■ **Document segment**

[flang-commits] [flang] 7c57195 - [flang][hlfir] lower hlfir.product into fir runtime call
Jacob Crawley via flang-commits
flang-commits at lists.llvm.org
Thu May 4 04:24:17 PDT 2023
Author: Jacob Crawley
Date: 2023-05-04T11:23:38Z
New Revision: 7c57195c49c7847bd2fcab2a91dcdea178b60d42
URL: https://github.com/llvm/llvm-project/commit/7c57195c49c7847bd2fcab2a91dcdea178b60d42
DIFF: https://github.com/llvm/llvm-project/commit/7c57195c49c7847bd2fcab2a91dcdea178b60d42.diff
LOG: [flang][hlfir] lower hlfir.product into fir runtime call
The shared code for lowering the sum and product operations in
flang/lib/Optimizer/HLFIR/Transforms/LowerHLFIRIntrinsics.cpp have
been moved into a new class HlfirReductionIntrinsicConverion.

■ **Entries supplied**
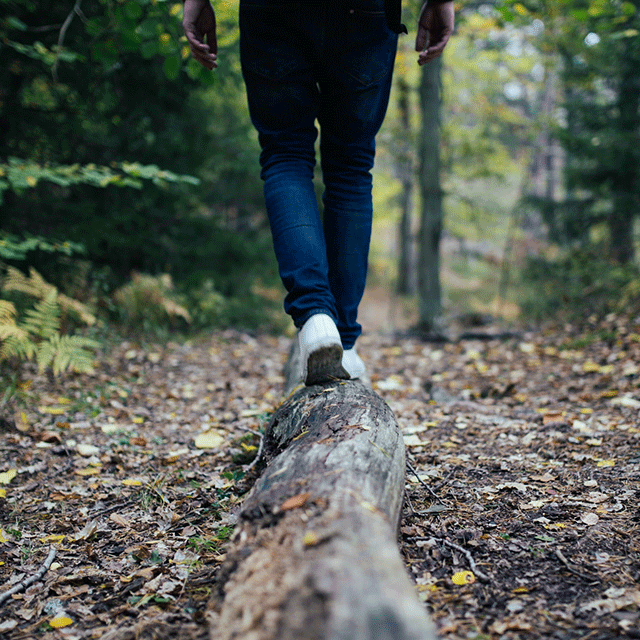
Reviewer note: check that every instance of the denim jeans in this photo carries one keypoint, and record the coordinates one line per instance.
(329, 61)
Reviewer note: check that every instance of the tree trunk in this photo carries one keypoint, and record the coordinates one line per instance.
(407, 277)
(626, 178)
(314, 555)
(430, 190)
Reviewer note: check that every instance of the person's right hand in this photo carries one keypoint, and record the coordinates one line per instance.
(435, 27)
(198, 21)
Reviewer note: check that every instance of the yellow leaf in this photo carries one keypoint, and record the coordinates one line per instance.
(54, 411)
(89, 471)
(60, 621)
(7, 476)
(54, 537)
(463, 577)
(209, 440)
(310, 539)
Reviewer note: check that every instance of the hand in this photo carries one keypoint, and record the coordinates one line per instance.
(435, 27)
(198, 21)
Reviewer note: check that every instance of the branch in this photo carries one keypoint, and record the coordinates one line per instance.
(23, 584)
(61, 35)
(472, 563)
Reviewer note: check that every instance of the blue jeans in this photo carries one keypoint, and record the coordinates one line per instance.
(329, 61)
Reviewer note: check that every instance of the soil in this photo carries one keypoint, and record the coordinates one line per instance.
(521, 515)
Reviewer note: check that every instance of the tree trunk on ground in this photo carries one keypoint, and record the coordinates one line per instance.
(431, 193)
(314, 556)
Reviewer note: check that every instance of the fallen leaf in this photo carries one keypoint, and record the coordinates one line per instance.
(209, 440)
(7, 476)
(118, 519)
(310, 539)
(463, 577)
(87, 450)
(589, 519)
(295, 502)
(60, 621)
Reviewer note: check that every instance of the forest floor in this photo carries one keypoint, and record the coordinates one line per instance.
(521, 517)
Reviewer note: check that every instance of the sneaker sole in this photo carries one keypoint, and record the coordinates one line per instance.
(325, 365)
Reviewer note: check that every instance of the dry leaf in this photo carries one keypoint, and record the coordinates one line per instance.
(295, 502)
(463, 577)
(209, 440)
(7, 476)
(589, 519)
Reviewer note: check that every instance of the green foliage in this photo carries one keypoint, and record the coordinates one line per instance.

■ **Task prompt**
Write out the part of the flang commit notice that begins at the words "[flang-commits] [flang] 7c57195" and stops after "new class HlfirReductionIntrinsicConverion.", word for word.

■ **Reply to the task**
[flang-commits] [flang] 7c57195 - [flang][hlfir] lower hlfir.product into fir runtime call
Jacob Crawley via flang-commits
flang-commits at lists.llvm.org
Thu May 4 04:24:17 PDT 2023
Author: Jacob Crawley
Date: 2023-05-04T11:23:38Z
New Revision: 7c57195c49c7847bd2fcab2a91dcdea178b60d42
URL: https://github.com/llvm/llvm-project/commit/7c57195c49c7847bd2fcab2a91dcdea178b60d42
DIFF: https://github.com/llvm/llvm-project/commit/7c57195c49c7847bd2fcab2a91dcdea178b60d42.diff
LOG: [flang][hlfir] lower hlfir.product into fir runtime call
The shared code for lowering the sum and product operations in
flang/lib/Optimizer/HLFIR/Transforms/LowerHLFIRIntrinsics.cpp have
been moved into a new class HlfirReductionIntrinsicConverion.